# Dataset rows
++++++++

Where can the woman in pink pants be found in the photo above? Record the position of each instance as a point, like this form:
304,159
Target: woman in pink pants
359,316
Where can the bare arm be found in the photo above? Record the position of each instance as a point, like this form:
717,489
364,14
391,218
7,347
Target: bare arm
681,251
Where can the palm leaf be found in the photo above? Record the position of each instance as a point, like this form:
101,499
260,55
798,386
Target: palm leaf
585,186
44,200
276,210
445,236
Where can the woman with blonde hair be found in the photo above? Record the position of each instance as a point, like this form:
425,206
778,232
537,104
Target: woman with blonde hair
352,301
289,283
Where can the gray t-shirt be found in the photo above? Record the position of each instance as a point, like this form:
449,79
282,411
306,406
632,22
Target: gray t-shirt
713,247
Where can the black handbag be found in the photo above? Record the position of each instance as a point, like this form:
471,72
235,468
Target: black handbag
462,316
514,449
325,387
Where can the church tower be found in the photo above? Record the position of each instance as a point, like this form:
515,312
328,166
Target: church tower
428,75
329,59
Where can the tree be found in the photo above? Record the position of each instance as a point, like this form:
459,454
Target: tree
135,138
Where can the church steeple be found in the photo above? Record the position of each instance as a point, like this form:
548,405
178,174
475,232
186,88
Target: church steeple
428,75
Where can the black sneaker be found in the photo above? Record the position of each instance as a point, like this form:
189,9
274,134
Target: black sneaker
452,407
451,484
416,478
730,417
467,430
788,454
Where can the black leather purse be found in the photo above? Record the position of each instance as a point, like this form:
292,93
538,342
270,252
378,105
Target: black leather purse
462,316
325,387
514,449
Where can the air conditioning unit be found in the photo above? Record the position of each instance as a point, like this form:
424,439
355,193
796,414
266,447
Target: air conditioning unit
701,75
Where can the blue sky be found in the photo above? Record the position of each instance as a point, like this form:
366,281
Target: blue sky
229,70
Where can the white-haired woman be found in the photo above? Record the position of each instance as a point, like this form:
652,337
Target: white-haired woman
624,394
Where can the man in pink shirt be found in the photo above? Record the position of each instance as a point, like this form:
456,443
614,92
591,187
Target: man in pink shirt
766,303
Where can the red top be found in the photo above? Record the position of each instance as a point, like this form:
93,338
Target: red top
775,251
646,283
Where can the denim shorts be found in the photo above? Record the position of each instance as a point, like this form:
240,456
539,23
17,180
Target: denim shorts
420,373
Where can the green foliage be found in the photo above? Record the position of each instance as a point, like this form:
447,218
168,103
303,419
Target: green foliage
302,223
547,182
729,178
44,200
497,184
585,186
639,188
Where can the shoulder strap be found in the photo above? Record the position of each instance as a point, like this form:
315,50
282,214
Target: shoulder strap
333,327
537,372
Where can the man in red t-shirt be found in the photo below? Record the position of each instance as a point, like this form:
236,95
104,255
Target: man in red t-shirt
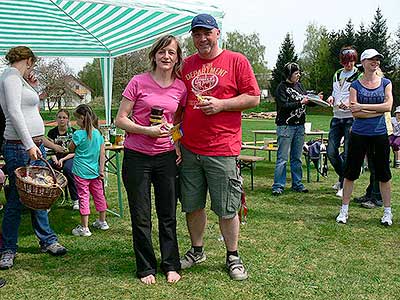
220,85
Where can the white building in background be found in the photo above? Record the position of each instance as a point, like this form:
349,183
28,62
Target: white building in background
81,89
73,93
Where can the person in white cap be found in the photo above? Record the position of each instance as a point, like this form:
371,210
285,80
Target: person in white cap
394,139
370,97
342,117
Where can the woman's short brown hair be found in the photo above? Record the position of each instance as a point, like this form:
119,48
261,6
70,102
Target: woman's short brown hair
160,43
19,53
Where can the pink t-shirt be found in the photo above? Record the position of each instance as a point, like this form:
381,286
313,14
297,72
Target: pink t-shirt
226,76
145,92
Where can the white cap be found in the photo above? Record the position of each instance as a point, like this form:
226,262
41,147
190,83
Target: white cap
370,53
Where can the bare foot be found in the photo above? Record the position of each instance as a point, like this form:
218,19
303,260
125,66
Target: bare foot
173,277
149,279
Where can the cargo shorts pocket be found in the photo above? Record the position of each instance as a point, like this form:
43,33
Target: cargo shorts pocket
234,196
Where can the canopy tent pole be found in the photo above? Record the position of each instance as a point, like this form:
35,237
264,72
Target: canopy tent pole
107,68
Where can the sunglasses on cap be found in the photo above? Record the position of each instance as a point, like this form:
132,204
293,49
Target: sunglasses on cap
348,51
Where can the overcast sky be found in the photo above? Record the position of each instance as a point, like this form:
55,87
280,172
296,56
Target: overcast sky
273,19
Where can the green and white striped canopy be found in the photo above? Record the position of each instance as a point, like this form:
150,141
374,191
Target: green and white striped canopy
95,28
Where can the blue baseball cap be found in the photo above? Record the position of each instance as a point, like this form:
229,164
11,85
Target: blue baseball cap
204,21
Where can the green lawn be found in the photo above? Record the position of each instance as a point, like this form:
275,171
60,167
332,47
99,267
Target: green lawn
291,245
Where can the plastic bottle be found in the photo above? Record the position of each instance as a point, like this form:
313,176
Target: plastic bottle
113,131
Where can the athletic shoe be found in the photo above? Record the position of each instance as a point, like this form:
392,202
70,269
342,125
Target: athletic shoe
336,186
81,231
387,219
192,258
302,190
277,192
342,217
100,225
7,260
236,268
75,204
55,249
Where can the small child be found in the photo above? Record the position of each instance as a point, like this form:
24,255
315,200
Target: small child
88,169
394,139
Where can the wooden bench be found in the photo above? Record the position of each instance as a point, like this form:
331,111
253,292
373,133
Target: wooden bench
308,164
249,161
261,148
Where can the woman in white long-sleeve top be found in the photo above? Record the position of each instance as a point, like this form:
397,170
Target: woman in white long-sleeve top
24,140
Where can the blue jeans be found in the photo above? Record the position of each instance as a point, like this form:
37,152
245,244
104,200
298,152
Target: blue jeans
339,128
16,156
290,139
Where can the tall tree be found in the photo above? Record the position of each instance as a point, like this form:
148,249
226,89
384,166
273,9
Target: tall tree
91,76
188,47
286,54
316,52
363,40
250,46
51,75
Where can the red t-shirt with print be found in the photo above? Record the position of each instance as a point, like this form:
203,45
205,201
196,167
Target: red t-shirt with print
226,76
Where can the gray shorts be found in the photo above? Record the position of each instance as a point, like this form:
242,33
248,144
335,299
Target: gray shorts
217,174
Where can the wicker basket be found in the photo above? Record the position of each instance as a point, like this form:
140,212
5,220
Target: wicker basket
36,196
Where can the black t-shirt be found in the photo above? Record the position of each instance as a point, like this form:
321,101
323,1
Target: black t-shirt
288,107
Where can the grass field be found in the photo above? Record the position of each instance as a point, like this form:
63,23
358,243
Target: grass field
291,245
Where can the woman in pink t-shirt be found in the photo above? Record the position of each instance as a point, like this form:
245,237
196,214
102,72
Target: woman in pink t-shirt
146,112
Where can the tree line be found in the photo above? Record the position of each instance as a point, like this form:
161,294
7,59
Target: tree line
318,59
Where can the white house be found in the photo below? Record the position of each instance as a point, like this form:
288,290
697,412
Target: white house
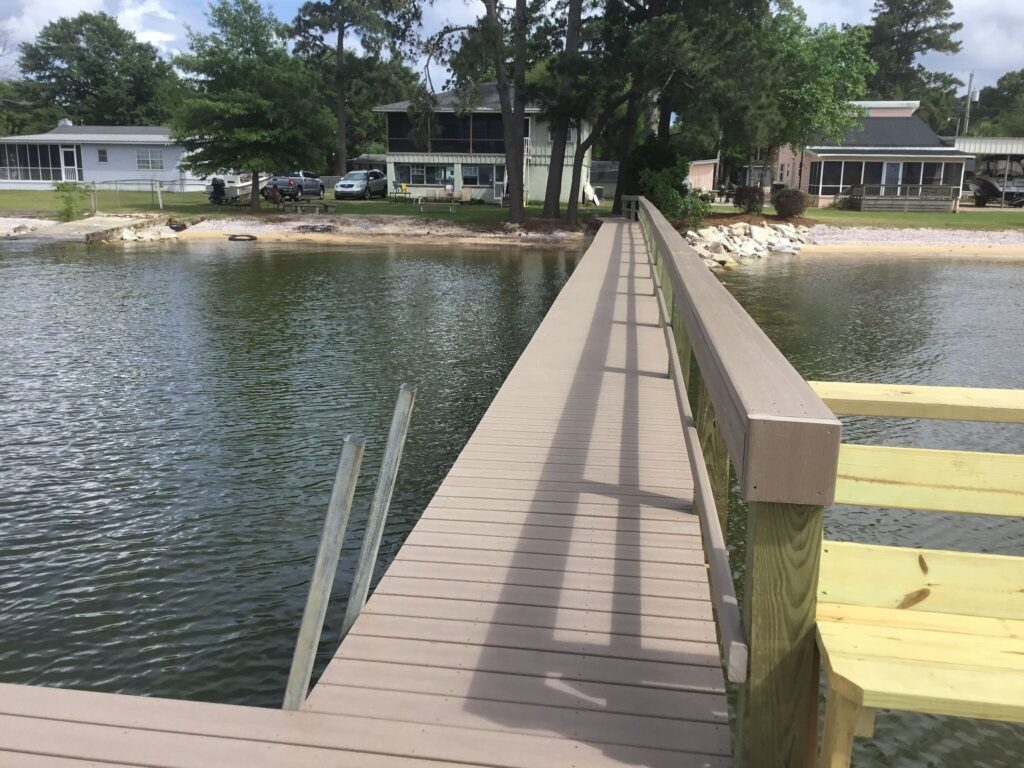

++++++++

# Set exercise
Copy all of the entries above word for word, leaving out the pictures.

# Answer in full
Where can the woman in pink pants be found in the photo above? Record the position of each instance as a point, like this form:
304,159
Target: woman in pink pants
359,316
Where can the bare arm be found in the photo above? Record the position of each instance as a point, like this form:
717,489
364,14
391,218
7,347
Target: bare arm
681,251
Where can the palm leaf be found in the photo above? Record the position of each instance as a point, like this form:
101,499
260,55
798,386
Target: palm leaf
585,186
44,200
276,210
445,236
Where can the woman with blonde hair be found in the photo above? Record the position of each instance as a point, like this form:
425,206
778,232
537,104
Target: woman with blonde hair
352,301
289,283
Where can the gray t-shirt be found in the photo above? Record the position of each instance as a point, like this form:
449,79
282,411
306,406
632,22
Target: gray t-shirt
713,247
Where can the black handbag be found in the photo above? Record the position of each instance as a point, like this form:
471,72
235,468
Target: black handbag
462,316
514,449
325,387
Where can the church tower be found in the photo above? Record the position of each instance as a point, like this form:
515,312
328,166
Target: church tower
428,75
329,59
Where can the tree be found in the photo above? Record the position of each instance as a point, like this form:
459,454
Target: tree
135,138
Where can the church steeple be found in the photo above? Record the position of each instance as a point, like this form:
548,405
178,174
475,232
186,88
Target: church steeple
428,75
Where can the black sneaker be found in the photo above? Record the position of each instance as a point, like this form:
189,9
274,134
Target: black sneaker
452,407
451,484
416,478
730,417
467,430
788,454
Where can the black leather purse be found in the photo above? Record the position of each instance as a point, like this form:
292,93
538,342
270,252
378,105
Target: black leather purse
462,316
325,387
514,449
Where can the air conditioning unit be found in the photo above? Record the position of each instance as a point, like this form:
424,439
355,193
796,414
266,447
Target: air conditioning unit
701,75
Where can the blue sky be found in the photo above? Record the position of each instance as a point, like this form:
366,281
Target: blue sky
229,70
Where can the white-haired woman be found in the photo above? Record the position of each instance as a point, like this form:
652,337
Target: white-haired woman
624,394
Where can the man in pink shirt be found in the photo above? Record the position of each instance as a point, like this form:
456,443
614,92
591,187
Target: man in pink shirt
766,303
Where can the red top be found in the photo above? Record the position of each instance as a point, like this form:
93,338
Target: red top
775,251
646,283
Where can the denim shorts be found in the photo above? Record the position of each instance as a point, like this form:
240,456
539,23
17,180
Target: denim shorts
420,373
Where can the green foliage be found in the photo above? Record the position of each instance as a point, like this form:
447,218
168,103
303,419
Target: green foliage
302,223
547,182
729,178
44,200
497,184
585,186
639,188
Where can the shoulder strap be found in the photo above? Record the position of each instance as a point, like this form:
315,50
282,214
Target: shoulder strap
333,327
537,372
Where can the man in red t-shirt be found in the photo below? Record the position of each instance as a point, like this form:
236,95
104,255
Target: man in red t-shirt
220,85
Where can the white building in background be found in the photo above? Record the position of each instance as a point, like this form:
349,183
28,62
Target: white building in background
81,89
73,93
Where can the person in white cap be found in the photo above? Record the position of each instance as a point, like this form:
371,210
285,80
Target: person in white cap
394,139
370,97
342,117
Where can the woman's short brown hair be found in the photo above? Record the position of each instance as a point, like this form:
119,48
261,6
70,102
Target: woman's short brown hair
160,43
19,53
Where can the pink t-shirt be found in the photo above? Record the position of each instance as a point, like this form:
381,286
313,14
297,72
Target: pink t-shirt
226,76
145,92
Where can the white cap be found in the photo above? Record the position of each instance as a point, like this form:
226,262
41,147
190,83
Target: white cap
370,53
Where can the bare foot be found in the photo above? Record the position of each instance as a point, like this form:
218,19
303,260
125,66
Target: bare foot
173,277
149,279
Where can the cargo shorts pocket be found in the photo above? Record the position of each instance as a point, like this form:
43,33
Target: cargo shorts pocket
234,196
Where can the canopy tent pole be found in the photo above? Record the position of each instance as a point, like this form:
35,237
264,72
Target: canopy tent pole
107,68
Where can the sunglasses on cap be found in the photo above? Record the position of each instance as a point, like this form:
132,204
293,49
Target: sunglasses on cap
348,51
Where can the overcast sky be found in the photo above? Record the position of each instance as a point, like this form:
55,87
280,172
296,56
Target: overcast sky
273,19
Where can the green and white striped canopy be found in the photo above? Record the position of each instance as a point, like this form:
150,141
374,191
Target: green and white striped canopy
95,28
Where can the blue baseball cap be found in the photo above? Record the position of each instance as a point, like this form:
229,164
11,85
Target: blue baseball cap
204,21
Where can the green lawn be found in the photo above? Record the position of each instance as a point, like this form:
275,171
60,167
332,47
99,267
Target: green lawn
291,245
Where can the plastic bottle be found in the photo above? Record the position of each instance as a point, like this form:
313,176
Target: plastic bottle
113,131
Where can the athletic shoe be found in the photo above? Record the position of each instance as a point, like this form:
392,202
70,269
342,125
Target: athletic shoe
336,186
81,231
387,219
192,258
302,190
277,192
342,217
100,225
7,260
236,268
75,204
55,249
Where can the small child be found in the photo above? Record the position of each instance as a point, like this form:
24,255
315,200
Target: small child
88,169
394,139
Where can the wooden bench be found in the photo above? Record the position of each instance as a point, like this form:
331,111
253,292
373,133
Target: wooden bench
308,164
249,161
261,148
Where can the woman in white long-sleeve top be found in the photo above? Record the position of each instance as a point, like this form:
397,170
Target: woman in white long-sleeve top
24,140
Where can the blue jeans be found in the photo above? Record the position of each instance as a point, like this form:
37,152
245,244
104,200
298,152
Target: blue jeans
339,128
16,156
290,139
Where can the tall tree be found in the photo above? Record the position of each instance as a point, like this form:
148,249
226,89
384,166
273,9
Target: tall tree
91,76
188,47
286,54
316,52
363,40
250,46
51,75
Where can the red t-shirt with print be found in the photo above? Record the position of each instance as a point, like this form:
203,45
205,201
196,167
Target: red t-shirt with print
226,76
Where can the gray shorts be found in the photo above? Record the position of each instance as a point, like this form:
242,33
248,144
335,299
Target: gray shorts
217,174
Where can the wicker basket be found in the photo above? Record the position of each instance as a point, like this form:
140,212
5,220
Target: wicker basket
36,196
Where can the black t-shirt be found in the photo above? Record the position of each instance as a point, like this form:
321,101
323,1
Target: black t-shirt
288,107
Where can the grass field be found in the photo above? Record the position of each instance as a point, like this form:
63,23
358,243
Target: grass field
291,245
Where can the woman in pink t-shirt be found in the photo above? Record the position of each instance as a point, like this form:
245,237
196,214
102,72
Target: woman in pink t-shirt
146,112
Where can the tree line be found in the photo above? Record the position of each instance as a point, like this form:
161,294
7,59
Target: tree line
318,59
Where can the white house be found in the photo below? Record the position of each instance as a point, like this form:
288,290
697,412
Target: white house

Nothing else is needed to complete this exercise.